**Goal of the exercise:** Switch "white" to "red" in the listing below and write out every line again, leaving everything else as it is.

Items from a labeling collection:

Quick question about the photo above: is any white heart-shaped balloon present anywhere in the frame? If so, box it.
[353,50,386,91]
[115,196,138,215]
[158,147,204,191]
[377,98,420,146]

**Answer to the problem:**
Quick question about the photo above: is any red heart-shaped balloon present anywhere in the frame? If so, box it.
[353,50,386,91]
[115,196,138,215]
[158,147,204,191]
[377,98,420,146]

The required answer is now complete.